**EXERCISE DESCRIPTION**
Quote precisely the final stretch of the listing: start at the line containing "Target: illuminated building" and stop after the last line.

(Entries from a dataset)
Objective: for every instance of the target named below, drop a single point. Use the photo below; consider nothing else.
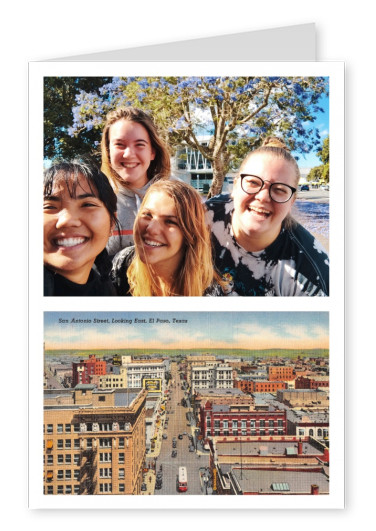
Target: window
(105, 487)
(105, 472)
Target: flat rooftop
(257, 448)
(261, 481)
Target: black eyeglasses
(278, 192)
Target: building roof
(266, 481)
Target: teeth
(260, 211)
(153, 244)
(70, 242)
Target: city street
(176, 423)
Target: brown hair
(159, 167)
(196, 272)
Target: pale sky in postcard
(247, 330)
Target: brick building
(221, 420)
(311, 383)
(259, 386)
(86, 371)
(94, 441)
(280, 372)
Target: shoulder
(311, 257)
(120, 265)
(123, 258)
(48, 282)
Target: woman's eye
(49, 207)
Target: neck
(254, 242)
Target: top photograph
(186, 186)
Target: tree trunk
(220, 167)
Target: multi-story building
(269, 466)
(311, 383)
(218, 376)
(220, 420)
(94, 441)
(280, 372)
(305, 423)
(313, 398)
(137, 371)
(259, 386)
(87, 371)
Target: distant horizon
(186, 330)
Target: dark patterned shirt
(295, 264)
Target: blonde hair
(159, 168)
(275, 147)
(196, 272)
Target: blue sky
(252, 330)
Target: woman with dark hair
(133, 157)
(172, 253)
(79, 214)
(259, 248)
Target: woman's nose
(67, 217)
(127, 152)
(263, 193)
(153, 226)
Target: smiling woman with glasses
(260, 249)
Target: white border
(333, 304)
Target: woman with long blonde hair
(172, 255)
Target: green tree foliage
(321, 173)
(59, 98)
(237, 112)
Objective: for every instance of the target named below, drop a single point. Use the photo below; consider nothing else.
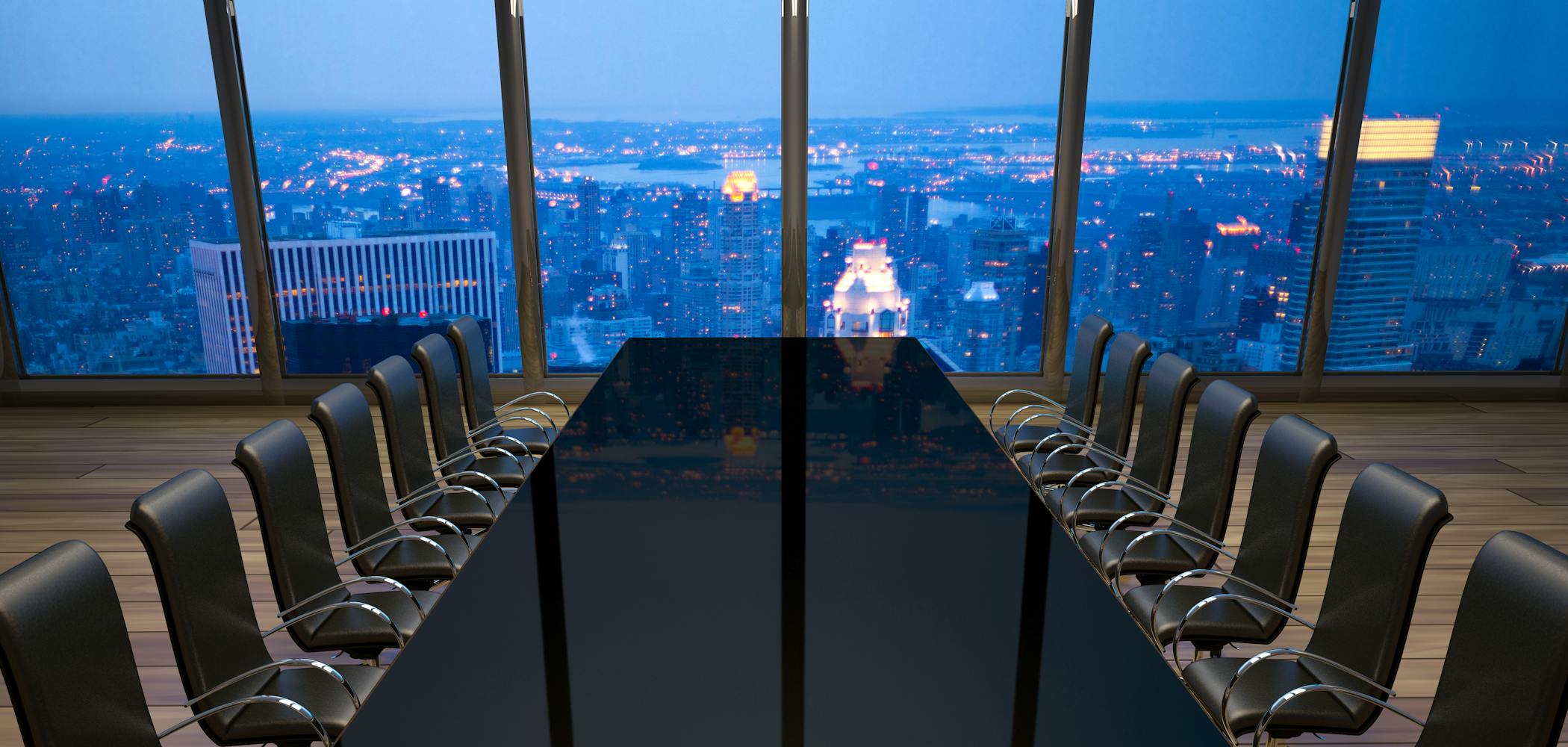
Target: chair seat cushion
(463, 509)
(507, 471)
(414, 561)
(1027, 437)
(1271, 678)
(1163, 554)
(323, 695)
(1217, 624)
(356, 630)
(1101, 507)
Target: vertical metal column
(795, 22)
(1063, 209)
(228, 71)
(516, 123)
(1338, 181)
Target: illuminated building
(739, 258)
(373, 275)
(866, 299)
(1377, 264)
(980, 314)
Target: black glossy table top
(761, 542)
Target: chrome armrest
(477, 450)
(541, 393)
(1237, 598)
(399, 524)
(279, 664)
(306, 714)
(503, 437)
(342, 604)
(1201, 539)
(394, 540)
(1263, 724)
(346, 584)
(1225, 698)
(1040, 397)
(466, 473)
(1194, 573)
(444, 490)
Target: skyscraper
(999, 258)
(866, 299)
(1377, 264)
(373, 275)
(741, 258)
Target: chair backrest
(189, 534)
(1289, 477)
(1123, 368)
(276, 462)
(1214, 457)
(1164, 410)
(1506, 675)
(1089, 353)
(402, 424)
(66, 655)
(1385, 536)
(350, 435)
(440, 372)
(467, 338)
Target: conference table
(778, 542)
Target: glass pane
(656, 172)
(111, 173)
(1455, 253)
(379, 137)
(1198, 173)
(930, 175)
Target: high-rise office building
(588, 215)
(999, 256)
(1377, 264)
(443, 272)
(741, 258)
(866, 299)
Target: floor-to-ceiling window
(1455, 248)
(383, 168)
(930, 168)
(1200, 161)
(112, 168)
(656, 152)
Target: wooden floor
(72, 473)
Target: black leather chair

**EXERCISE RESPONSE**
Target: illuminated building
(739, 258)
(373, 275)
(866, 299)
(1377, 264)
(980, 314)
Target: black glossy table top
(761, 542)
Target: chrome armrest
(477, 450)
(541, 393)
(1237, 598)
(399, 524)
(279, 664)
(306, 714)
(503, 437)
(342, 604)
(1201, 539)
(394, 540)
(1263, 724)
(346, 584)
(1225, 698)
(1040, 397)
(466, 473)
(1194, 573)
(444, 490)
Target: skyscraper
(999, 258)
(866, 299)
(1377, 264)
(373, 275)
(741, 258)
Target: chair backrest
(189, 534)
(1289, 477)
(1123, 368)
(276, 462)
(1214, 457)
(1164, 410)
(1506, 675)
(1089, 353)
(402, 424)
(66, 655)
(1385, 536)
(350, 435)
(440, 372)
(467, 338)
Target: conference table
(778, 542)
Target: glass pane
(656, 172)
(111, 173)
(1455, 253)
(379, 137)
(1198, 173)
(930, 175)
Target: high-rise office building
(588, 215)
(999, 256)
(1377, 264)
(443, 272)
(741, 258)
(866, 299)
Target: floor-to-ceiling window
(1455, 248)
(383, 168)
(930, 168)
(1200, 161)
(112, 168)
(656, 152)
Target: wooden floor
(72, 473)
Target: black leather chair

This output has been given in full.